Prompt> Every entry must be printed again exactly, with nothing left out.

Excerpted data>

━━━━

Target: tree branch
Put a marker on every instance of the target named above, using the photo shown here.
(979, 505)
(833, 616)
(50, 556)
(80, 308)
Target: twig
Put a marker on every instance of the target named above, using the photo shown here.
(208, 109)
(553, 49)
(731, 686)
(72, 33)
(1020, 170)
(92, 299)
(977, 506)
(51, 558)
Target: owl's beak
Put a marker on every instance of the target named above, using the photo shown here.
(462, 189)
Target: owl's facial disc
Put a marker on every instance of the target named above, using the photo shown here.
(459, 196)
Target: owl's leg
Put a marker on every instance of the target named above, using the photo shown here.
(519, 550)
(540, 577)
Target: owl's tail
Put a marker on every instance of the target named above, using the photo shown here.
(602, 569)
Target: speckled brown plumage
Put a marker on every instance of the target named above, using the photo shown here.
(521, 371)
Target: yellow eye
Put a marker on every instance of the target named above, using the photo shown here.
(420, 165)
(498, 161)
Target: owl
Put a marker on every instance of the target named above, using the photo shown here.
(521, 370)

━━━━

Finished exercise>
Target: tree branch
Put a marker on every instance of the target named above, using the photo shown here.
(979, 505)
(833, 616)
(50, 556)
(80, 308)
Target: twig
Put a marker on every instance of the target named above, using the photo shown here.
(208, 109)
(553, 49)
(731, 686)
(72, 33)
(1020, 170)
(92, 299)
(977, 506)
(51, 558)
Target: owl's beak
Put a marker on every instance of the target named above, using the photo shown here.
(462, 189)
Target: owl's facial disc
Put a marker on every instance of the target named above, using the photo shown here.
(459, 196)
Target: owl's leg
Put a marker on every instance of the target named above, using the photo shown here.
(519, 550)
(540, 577)
Target: owl's tail
Put a marker on every instance of the target named above, using the photo shown here.
(602, 569)
Target: speckled brown plumage
Put a marker on every instance of the target named above, using the photo shown here.
(521, 371)
Target: yellow eye
Put a marker on every instance of the target named above, using the photo shown here.
(420, 165)
(498, 161)
Target: owl
Put a marker on every instance of the target named above, using the photo shown here.
(521, 370)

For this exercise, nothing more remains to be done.